• _Exercise tasks_
A. Answer these from the article on Indiana's unemployment borrowing:
(i) How much is Indiana projected to borrow from the federal government?
(ii) What was Indiana's unemployment rate in August?
(iii) How many unique claimants received federal unemployment benefits from Indiana DWD?
B. Extend the article on Indiana's unemployment borrowing beyond its final sentence.
*** Opening Text under study ***
Indiana is projected to borrow up to $400 million from the federal government to pay state unemployment benefits to eligible out-of-work Hoosiers through the end of the year.

In the near term, Indiana businesses generally should not be impacted by the borrowing.

But if the debt continues to grow into 2021, and remains on the books on Jan. 1, 2022, companies may be required to pay an additional $21 per employee, per year, on top of their regular unemployment premiums, to help reduce the obligation.

According to the Indiana Department of Workforce Development, Indiana has paid out the entirety of its $1.2 billion unemployment trust fund between mid-March and this week, due to the unemployment surge tied to the COVID-19 pandemic.

Indiana DWD separately has paid $3.8 billion in federal unemployment benefits during the same seven-month period to 682,000 unique claimants, or approximately 1 in 5 Hoosier workers.

That's a massive change from the pre-pandemic period when Indiana generally paid $26 million a week in unemployment to 28,000 claimants.

The state paid out $380 million to 267,000 claimants in August, according to DWD.

At the same time, Indiana's 6.4% August unemployment rate was less than the 8.4% national rate, and well below the record 17.5% Indiana unemployment rate in April, suggesting the demand for unemployment assistance is likely to fall in coming months.

DWD Chief of Staff Josh Richardson said Monday if Indiana unemployment returns to pre-pandemic levels, it's possible regular business unemployment premiums paid next year will cover most, or all, of the borrowing needed to get the Hoosier State through the rest of this year.
*** Closing Text under study ***
*** Opening Entries provided ***
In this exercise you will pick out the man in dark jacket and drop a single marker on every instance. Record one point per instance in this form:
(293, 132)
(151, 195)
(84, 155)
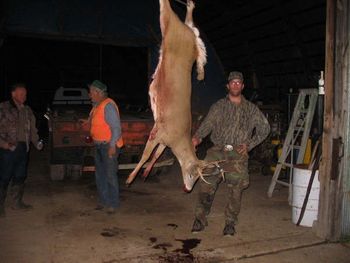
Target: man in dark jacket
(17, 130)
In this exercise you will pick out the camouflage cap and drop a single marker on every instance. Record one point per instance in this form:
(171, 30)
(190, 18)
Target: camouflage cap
*** Closing Entries provided ***
*** Opening Entries provided ***
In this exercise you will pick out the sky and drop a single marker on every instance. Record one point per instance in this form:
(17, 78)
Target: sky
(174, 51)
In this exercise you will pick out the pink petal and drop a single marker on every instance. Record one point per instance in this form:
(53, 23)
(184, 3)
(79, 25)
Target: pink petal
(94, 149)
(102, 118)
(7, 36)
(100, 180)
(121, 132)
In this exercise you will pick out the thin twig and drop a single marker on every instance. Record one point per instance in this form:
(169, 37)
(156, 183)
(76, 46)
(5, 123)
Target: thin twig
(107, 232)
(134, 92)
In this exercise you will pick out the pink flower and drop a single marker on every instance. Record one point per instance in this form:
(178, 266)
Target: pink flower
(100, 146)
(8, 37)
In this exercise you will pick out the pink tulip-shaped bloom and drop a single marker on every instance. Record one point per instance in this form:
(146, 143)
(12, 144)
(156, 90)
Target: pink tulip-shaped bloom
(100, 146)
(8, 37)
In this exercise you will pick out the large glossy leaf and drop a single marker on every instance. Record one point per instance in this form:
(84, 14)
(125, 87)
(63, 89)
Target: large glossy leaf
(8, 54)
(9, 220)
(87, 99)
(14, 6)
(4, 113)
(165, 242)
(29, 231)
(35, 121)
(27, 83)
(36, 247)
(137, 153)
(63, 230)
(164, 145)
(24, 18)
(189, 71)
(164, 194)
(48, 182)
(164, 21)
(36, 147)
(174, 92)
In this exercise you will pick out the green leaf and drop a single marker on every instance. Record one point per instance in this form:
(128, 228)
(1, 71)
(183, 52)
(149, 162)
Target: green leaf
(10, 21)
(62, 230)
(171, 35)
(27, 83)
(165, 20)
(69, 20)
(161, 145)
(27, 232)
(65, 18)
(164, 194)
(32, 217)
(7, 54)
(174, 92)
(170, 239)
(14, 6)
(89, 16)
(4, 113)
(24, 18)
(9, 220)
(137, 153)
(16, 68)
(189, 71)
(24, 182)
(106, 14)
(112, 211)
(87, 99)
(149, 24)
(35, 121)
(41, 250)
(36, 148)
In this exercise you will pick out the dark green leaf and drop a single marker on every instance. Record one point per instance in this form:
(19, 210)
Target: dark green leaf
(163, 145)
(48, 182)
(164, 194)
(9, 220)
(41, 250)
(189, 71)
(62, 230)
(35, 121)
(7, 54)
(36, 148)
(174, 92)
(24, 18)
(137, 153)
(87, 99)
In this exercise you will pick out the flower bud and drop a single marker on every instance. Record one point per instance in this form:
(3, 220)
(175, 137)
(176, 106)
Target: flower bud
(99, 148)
*** Closing Entries provided ***
• _Replies_
A.
(i) Up to $400 million
(ii) 6.4%
(iii) 682,000

B.
Though absent congressional action, starting in January the state also will be on the hook for approximately 2.4% in interest on the debt because the federal government has determined Indiana did not have a sufficient unemployment trust fund balance prior to the crisis.

Richardson said if the interest on the debt, along with the debt itself, is not paid off by the end of 2021, the federal government likely will compel Indiana employers to pay an annually escalating $21 per employee, per year "penalty" until the obligation is eliminated.

Following the 2008-09 Great Recession, when Indiana's borrowing to cover unemployment benefits soared to $2.1 billion, the penalty eventually hit $63 per employee, per year, he said.

Indiana finally eliminated that debt in 2015 when Republican Gov. Mike Pence, now vice president of the United States, chose to pay off the final $250 million using surplus state revenue to save businesses from paying $327 million in penalties.